- _WHAT YOU HAVE TO DO_
List every line of the data below that contains the word "shouting".

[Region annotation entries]
######
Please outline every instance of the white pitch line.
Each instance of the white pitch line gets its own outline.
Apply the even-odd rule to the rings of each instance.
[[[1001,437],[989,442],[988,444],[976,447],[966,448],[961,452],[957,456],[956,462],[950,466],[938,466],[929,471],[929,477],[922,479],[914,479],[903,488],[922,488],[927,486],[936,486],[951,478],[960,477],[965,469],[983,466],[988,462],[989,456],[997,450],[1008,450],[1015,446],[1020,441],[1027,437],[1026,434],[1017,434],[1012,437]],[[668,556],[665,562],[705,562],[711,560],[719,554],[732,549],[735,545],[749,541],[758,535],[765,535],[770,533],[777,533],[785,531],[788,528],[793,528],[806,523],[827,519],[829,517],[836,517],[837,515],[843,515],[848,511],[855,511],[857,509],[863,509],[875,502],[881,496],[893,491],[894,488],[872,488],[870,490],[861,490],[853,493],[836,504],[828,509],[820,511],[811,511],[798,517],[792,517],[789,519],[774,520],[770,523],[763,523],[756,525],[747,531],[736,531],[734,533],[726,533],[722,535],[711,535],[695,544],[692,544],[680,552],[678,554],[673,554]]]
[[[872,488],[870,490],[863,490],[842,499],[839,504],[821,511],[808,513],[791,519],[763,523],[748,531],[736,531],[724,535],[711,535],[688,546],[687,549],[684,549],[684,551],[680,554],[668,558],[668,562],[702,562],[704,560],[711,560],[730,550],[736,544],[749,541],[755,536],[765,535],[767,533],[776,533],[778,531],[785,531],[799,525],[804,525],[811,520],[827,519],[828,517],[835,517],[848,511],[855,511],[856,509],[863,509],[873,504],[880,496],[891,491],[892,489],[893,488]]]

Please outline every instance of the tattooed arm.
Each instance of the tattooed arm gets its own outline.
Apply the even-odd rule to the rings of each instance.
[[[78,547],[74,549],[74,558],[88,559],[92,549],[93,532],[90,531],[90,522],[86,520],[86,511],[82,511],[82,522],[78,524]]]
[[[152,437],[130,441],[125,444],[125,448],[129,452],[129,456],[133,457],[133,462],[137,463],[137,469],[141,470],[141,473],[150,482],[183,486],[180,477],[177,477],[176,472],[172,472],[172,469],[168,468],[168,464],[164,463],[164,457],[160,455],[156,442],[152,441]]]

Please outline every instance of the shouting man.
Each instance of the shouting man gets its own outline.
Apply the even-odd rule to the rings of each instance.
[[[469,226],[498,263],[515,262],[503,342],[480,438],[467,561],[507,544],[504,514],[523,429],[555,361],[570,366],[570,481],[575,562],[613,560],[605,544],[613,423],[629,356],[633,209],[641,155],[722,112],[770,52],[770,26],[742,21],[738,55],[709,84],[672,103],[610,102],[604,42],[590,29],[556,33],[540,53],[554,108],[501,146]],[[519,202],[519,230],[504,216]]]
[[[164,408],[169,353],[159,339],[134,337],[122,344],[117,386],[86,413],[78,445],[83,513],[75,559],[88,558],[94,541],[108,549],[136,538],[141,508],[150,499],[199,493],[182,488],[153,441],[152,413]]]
######
- _COMPLETED TASK_
Please outline every instance of the shouting man.
Each instance of the shouting man gets its own outline.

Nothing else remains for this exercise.